### Exercise
Without leaving anything out, print every line of the data.
Start of Block
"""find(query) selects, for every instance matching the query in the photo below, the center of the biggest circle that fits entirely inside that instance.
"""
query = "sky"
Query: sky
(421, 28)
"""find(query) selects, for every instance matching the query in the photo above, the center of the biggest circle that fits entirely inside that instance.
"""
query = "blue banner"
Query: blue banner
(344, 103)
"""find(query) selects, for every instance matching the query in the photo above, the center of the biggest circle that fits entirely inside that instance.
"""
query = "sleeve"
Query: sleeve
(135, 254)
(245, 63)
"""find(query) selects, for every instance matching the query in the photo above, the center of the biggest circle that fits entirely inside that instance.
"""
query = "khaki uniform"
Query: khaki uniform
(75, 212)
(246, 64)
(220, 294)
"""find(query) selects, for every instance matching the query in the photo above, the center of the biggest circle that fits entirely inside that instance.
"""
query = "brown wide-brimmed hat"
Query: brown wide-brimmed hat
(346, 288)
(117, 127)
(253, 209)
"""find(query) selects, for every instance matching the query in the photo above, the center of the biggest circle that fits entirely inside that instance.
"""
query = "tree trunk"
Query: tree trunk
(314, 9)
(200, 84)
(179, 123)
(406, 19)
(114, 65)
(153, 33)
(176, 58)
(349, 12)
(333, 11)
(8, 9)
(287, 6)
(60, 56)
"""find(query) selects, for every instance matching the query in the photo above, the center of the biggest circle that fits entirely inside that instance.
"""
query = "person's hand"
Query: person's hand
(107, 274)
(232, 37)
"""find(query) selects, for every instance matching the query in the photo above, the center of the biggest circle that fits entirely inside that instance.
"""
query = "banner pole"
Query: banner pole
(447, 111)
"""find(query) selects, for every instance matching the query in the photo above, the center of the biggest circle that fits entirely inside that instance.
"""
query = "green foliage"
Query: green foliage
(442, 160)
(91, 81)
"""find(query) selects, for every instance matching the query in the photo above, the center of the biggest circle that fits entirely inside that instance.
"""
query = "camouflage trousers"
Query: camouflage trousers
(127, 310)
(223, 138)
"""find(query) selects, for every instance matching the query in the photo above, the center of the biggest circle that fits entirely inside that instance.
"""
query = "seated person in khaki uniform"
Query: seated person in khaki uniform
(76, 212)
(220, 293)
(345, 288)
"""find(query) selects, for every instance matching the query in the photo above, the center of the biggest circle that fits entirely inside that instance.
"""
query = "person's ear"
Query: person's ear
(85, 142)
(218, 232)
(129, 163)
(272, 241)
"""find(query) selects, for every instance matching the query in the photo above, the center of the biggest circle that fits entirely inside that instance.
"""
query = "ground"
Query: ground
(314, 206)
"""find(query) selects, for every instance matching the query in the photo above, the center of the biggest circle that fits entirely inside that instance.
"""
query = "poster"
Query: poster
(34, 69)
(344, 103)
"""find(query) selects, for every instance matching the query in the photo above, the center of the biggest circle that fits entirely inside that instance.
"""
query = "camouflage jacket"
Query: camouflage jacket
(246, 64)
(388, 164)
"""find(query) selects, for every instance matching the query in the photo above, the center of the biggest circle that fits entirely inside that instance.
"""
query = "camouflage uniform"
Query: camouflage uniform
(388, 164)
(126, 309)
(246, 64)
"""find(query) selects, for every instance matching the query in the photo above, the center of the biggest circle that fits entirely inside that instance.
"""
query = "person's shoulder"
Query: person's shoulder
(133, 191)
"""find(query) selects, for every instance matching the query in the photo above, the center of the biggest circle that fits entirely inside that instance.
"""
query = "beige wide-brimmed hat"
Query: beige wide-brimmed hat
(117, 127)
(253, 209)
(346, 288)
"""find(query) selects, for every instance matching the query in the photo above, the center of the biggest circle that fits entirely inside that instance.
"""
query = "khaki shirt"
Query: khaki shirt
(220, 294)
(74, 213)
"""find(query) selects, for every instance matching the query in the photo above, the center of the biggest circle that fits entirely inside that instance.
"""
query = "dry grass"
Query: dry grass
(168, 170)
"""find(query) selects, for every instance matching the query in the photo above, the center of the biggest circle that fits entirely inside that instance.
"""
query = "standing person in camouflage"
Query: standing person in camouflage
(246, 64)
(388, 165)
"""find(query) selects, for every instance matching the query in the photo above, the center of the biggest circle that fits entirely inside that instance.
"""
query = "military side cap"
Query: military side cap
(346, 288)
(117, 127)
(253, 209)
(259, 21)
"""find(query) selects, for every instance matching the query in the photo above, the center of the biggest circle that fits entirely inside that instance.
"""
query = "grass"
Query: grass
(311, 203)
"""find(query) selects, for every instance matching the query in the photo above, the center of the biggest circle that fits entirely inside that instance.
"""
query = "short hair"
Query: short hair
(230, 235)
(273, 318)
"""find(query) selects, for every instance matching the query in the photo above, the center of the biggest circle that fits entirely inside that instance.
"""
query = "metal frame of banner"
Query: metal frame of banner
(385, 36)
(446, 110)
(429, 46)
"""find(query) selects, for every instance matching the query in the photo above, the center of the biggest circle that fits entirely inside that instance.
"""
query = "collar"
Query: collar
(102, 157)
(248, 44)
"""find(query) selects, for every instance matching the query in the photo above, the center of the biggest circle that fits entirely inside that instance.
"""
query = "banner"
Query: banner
End of Block
### Answer section
"""find(query) selects, for every instance matching the query in the photo below, the center of the biggest circle that fits entirely inside that instance.
"""
query = "sky"
Query: sky
(421, 28)
"""find(query) selects, for every instance matching the query in the photo above, the center of the biggest circle that fits entirely inside that instance.
"""
query = "blue banner"
Query: blue banner
(344, 103)
"""find(query) selects, for every instance matching the query in the photo above, the center of the biggest circle that fits entirely inside that instance.
"""
query = "sleeve"
Query: sleeve
(135, 254)
(245, 63)
"""find(query) selects, for every instance matching the query in the photo above, the center of the biggest circle that fits entirely inside that instance.
"""
query = "khaki uniform"
Query: khaki uniform
(75, 212)
(246, 64)
(220, 294)
"""find(query) selects, for every instance matching the query in the photo above, the center of the biggest circle that fits entirely inside that instance.
"""
query = "brown wide-brimmed hat"
Query: brown wide-brimmed hat
(346, 288)
(117, 127)
(253, 209)
"""find(query) selects, for every instance matching the query in the photo above, the center of the biggest circle that fits entirely inside that instance.
"""
query = "tree trunk"
Query: tree trunk
(314, 9)
(200, 84)
(179, 123)
(406, 19)
(114, 65)
(153, 33)
(176, 58)
(349, 12)
(333, 11)
(8, 9)
(287, 6)
(60, 56)
"""find(query) selects, for every instance matching the query in the photo above, the center of the biggest circle that fits entirely inside that instance.
"""
query = "person's hand"
Query: person's hand
(107, 274)
(232, 37)
"""find(query) selects, for every instance matching the query in the photo above, the center of the biggest circle that fits entirely inside that instance.
"""
query = "banner pole"
Query: banner pole
(447, 111)
"""find(query) selects, for every instance matching the query in the photo above, the center of the biggest circle that fits entirely inside that instance.
"""
query = "green foliage"
Query: green foliage
(442, 160)
(91, 81)
"""find(query) selects, for every instance matching the query in the photo above, the center of the biggest circle that fits entirely inside that instance.
"""
query = "camouflage trousers"
Query: camouflage trousers
(127, 310)
(223, 138)
"""find(query) selects, for every instance matching the query in the photo above, the center of the biggest circle that fits entirely inside that instance.
"""
query = "seated person in khaki uniform"
Query: seated person in khaki uniform
(76, 212)
(220, 293)
(345, 288)
"""find(query) selects, for every instance matching the query in the photo above, the center of the biggest circle that fits entirely inside that instance.
"""
query = "person's ear"
Query: person's ear
(85, 142)
(218, 232)
(129, 163)
(272, 241)
"""find(query) selects, for every instance matching the query in the photo above, the center of the biggest circle that fits entirely inside that instance.
"""
query = "ground"
Query: ground
(314, 206)
"""find(query) selects, for every instance matching the query in the photo above, the center of the biggest circle that fits entirely inside that instance.
"""
query = "poster"
Query: poster
(34, 69)
(344, 103)
"""find(query) selects, for every instance matching the query in the photo above, the center of the biggest circle that fits entirely inside that instance.
"""
query = "camouflage jacket"
Query: camouflage jacket
(246, 64)
(388, 164)
"""find(query) selects, for every instance matching the query in the photo above, the center of the biggest circle that fits entirely inside that instance.
"""
query = "camouflage uniform"
Query: camouflage uniform
(388, 164)
(126, 309)
(246, 64)
"""find(query) selects, for every instance matching the query in the photo above, the center of the biggest circle that fits entirely inside that instance.
"""
query = "person's shoulder"
Query: person's shoulder
(133, 191)
"""find(query) selects, for every instance matching the query in the photo above, the center of the biggest circle that fits entirely inside that instance.
"""
query = "beige wide-brimmed hat"
Query: beige wide-brimmed hat
(117, 127)
(253, 209)
(346, 288)
"""find(query) selects, for every instance matching the query in the photo above, the center of the biggest circle that fits entirely inside that instance.
"""
query = "khaki shirt"
Query: khaki shirt
(220, 294)
(74, 213)
"""find(query) selects, for every instance matching the query in the photo above, the center of the biggest circle that fits entirely inside that instance.
"""
query = "dry grass"
Query: dry grass
(168, 170)
"""find(query) selects, for every instance matching the query in the photo above, the center of the biggest circle that fits entirely inside that instance.
"""
query = "standing person in camouflage"
Query: standing person in camouflage
(246, 64)
(388, 165)
"""find(query) selects, for every instance matching the query in the photo above, the center of the biggest circle that fits entirely inside that instance.
"""
query = "military side cap"
Query: military side cap
(346, 288)
(117, 127)
(253, 209)
(259, 21)
"""find(query) selects, for every instance matching the query in the photo above, the center of the biggest circle that fits entirely inside that instance.
"""
query = "grass"
Query: grass
(311, 203)
"""find(query) selects, for every instance matching the query in the photo above, the center of the biggest circle that fits entirely inside that instance.
"""
query = "short hair"
Query: short hair
(230, 235)
(273, 318)
"""find(query) selects, for every instance matching the query in the photo above, the center of the biggest circle that fits entirely inside that instance.
"""
query = "metal frame of banner"
Query: metal frame of banner
(385, 36)
(446, 110)
(429, 46)
"""find(query) selects, for every instance matching the query in the photo above, the center of the biggest circle that fits entirely inside that instance.
"""
query = "collar"
Query: collar
(102, 157)
(248, 44)
"""find(query) selects, for every instance matching the query in the photo above, the center of the biggest circle that fits entirely inside that instance.
"""
query = "banner"
Query: banner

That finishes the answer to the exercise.